──────── TASK DATA ────────

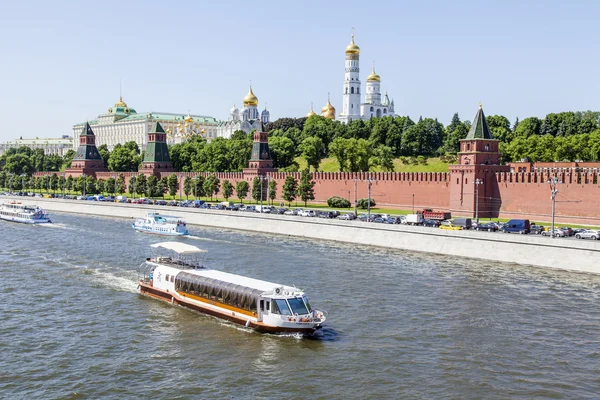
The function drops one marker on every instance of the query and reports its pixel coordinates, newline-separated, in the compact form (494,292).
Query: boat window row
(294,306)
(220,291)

────────
──────── TASK DATA ────────

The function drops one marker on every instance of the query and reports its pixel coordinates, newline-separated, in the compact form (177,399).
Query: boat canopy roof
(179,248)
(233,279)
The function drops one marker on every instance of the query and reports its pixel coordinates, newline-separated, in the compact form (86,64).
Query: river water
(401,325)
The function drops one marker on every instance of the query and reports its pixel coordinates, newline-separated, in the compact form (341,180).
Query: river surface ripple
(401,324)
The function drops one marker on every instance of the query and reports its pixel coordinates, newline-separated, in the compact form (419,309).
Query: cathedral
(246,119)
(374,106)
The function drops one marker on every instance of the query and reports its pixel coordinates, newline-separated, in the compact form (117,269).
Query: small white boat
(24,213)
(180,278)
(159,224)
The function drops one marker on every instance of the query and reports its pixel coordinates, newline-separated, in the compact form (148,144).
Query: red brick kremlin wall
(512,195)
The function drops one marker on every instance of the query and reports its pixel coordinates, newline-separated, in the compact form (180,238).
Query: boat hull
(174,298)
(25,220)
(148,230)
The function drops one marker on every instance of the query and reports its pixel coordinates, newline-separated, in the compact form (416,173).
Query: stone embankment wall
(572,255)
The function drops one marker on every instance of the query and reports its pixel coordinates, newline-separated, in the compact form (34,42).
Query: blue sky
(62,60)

────────

> [TASK INSTRUCTIONS] Display every line of the data above that contains the string "reports". Matching is case-sensitive.

> [PROBLEM SOLUTION]
The function drops one marker on every instance of the query and reports its pixel coordinates, newline-separated, in the compact form (494,292).
The function drops one marker on every instance of the query and reports its pixel coordinates, newline-separated, in the compact form (177,399).
The function drops one marker on every instance of the query and reports its pixel coordinates, newline-separated, in the compact form (86,64).
The function drops one marker on every instance of the query and reports its pixel coordinates, newline-separated, in the compact form (341,180).
The function drops one marker on every instance of the query and reports its pixel coordinates, newline-separated, in the compact form (419,309).
The function drops one marker on every instance of the query and reports its pixel coordinates, newline-separated, in the compact form (117,269).
The function drops one marker on every instance of the query and reports its pixel coordinates, newline-separated, in the compact form (148,144).
The function drops one marker on every instance of the query and reports its pixel coordinates, newline-separated, in the compact form (180,238).
The function drops one marker on every instance of the query and reports its pixel coordinates, newline-separated, in the compact form (416,173).
The function drops one marker on every instance of the query and reports its pixel coordinates, newline-separated, in the compact form (34,42).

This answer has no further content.